── Records for this exercise

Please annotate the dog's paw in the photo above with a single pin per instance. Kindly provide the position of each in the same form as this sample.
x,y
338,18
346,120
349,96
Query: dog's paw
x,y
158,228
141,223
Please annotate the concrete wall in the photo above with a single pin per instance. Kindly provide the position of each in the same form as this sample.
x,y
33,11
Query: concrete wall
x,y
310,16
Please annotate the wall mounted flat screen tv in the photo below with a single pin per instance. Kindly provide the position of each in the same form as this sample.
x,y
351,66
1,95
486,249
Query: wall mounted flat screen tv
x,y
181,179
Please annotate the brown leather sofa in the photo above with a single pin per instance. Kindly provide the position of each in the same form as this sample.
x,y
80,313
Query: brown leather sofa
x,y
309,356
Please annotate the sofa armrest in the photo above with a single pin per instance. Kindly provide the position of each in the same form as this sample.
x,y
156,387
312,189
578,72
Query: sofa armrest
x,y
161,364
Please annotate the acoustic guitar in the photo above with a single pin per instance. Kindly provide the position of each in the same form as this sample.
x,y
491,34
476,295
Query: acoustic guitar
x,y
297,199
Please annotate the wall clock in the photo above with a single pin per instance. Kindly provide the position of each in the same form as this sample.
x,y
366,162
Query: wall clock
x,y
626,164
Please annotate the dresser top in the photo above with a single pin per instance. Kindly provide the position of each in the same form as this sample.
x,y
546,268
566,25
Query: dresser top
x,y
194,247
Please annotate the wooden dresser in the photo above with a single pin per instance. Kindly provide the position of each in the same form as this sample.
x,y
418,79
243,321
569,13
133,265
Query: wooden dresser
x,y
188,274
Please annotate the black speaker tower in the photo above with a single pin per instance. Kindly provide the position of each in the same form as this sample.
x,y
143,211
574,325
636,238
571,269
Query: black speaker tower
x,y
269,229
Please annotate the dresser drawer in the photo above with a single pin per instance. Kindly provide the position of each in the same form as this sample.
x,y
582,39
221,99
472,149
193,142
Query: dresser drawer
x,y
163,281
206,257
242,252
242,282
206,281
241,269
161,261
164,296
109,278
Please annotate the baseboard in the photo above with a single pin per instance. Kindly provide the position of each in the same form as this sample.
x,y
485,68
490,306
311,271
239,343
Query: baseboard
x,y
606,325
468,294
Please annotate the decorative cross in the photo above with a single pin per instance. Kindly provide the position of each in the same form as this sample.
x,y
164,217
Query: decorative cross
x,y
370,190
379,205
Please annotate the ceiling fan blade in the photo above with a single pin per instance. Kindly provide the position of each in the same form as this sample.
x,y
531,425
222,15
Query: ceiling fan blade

────

#### Action item
From the records above, return each line that has the string "ceiling".

#### Problem solution
Please annotate the ceiling fan blade in the photo above with a single pin per instance. Kindly provide the position of each in the same form as this sample.
Query: ceiling fan blade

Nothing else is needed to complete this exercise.